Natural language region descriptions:
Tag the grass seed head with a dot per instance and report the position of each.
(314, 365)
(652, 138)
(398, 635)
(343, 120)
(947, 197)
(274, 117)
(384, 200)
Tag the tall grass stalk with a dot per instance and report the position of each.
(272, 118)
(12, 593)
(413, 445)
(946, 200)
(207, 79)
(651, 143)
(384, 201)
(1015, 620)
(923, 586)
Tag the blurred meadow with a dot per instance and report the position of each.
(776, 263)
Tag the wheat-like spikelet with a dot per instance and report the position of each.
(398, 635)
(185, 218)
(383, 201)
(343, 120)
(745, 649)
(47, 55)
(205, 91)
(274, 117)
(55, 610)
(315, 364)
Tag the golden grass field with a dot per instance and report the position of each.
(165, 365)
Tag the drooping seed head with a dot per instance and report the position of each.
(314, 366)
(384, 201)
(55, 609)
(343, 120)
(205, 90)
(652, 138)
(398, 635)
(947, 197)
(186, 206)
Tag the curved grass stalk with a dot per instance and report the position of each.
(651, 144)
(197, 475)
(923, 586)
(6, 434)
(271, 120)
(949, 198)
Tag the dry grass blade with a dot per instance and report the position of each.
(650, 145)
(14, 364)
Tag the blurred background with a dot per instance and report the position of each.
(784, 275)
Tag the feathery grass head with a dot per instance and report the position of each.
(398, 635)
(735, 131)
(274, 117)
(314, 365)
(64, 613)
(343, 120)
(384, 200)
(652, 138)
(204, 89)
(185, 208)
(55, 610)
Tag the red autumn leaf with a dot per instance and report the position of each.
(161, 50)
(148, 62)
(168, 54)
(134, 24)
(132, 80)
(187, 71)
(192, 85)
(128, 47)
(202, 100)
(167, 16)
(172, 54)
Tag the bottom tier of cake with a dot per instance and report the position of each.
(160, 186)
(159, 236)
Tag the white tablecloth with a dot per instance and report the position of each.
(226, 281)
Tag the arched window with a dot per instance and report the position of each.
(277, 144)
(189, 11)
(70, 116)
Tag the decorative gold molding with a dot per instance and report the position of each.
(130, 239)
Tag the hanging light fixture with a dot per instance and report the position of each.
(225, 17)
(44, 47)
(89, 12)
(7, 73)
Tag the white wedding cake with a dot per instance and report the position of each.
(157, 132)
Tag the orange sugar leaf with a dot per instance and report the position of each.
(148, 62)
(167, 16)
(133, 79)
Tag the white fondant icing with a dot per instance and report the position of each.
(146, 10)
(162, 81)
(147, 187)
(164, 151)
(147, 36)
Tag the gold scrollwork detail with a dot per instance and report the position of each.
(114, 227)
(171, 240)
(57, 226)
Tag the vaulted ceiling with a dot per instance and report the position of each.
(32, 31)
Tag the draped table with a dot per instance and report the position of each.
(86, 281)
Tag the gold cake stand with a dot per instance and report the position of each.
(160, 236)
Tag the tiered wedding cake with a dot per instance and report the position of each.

■ **Work to complete**:
Only the line containing "Tag the white fondant" and the lines after it, through the end of the data, should be copied, exactly as they are.

■ **Response to this exercise**:
Tag the white fondant icing with a dot per instance and report the position of each.
(146, 10)
(162, 81)
(147, 187)
(164, 151)
(147, 36)
Tag the gold scrollwork detail with a dot per instance and report the position of each.
(114, 227)
(171, 240)
(57, 226)
Tag the vaulted ceiling with a dot per instance and report the position of each.
(32, 31)
Tag the draped table with a dot per instance and report the position of each.
(86, 281)
Tag the gold cake stand with a dot per instance and report the position of each.
(160, 236)
Tag the tiered wedding cake with a dot per instance and report the position of each.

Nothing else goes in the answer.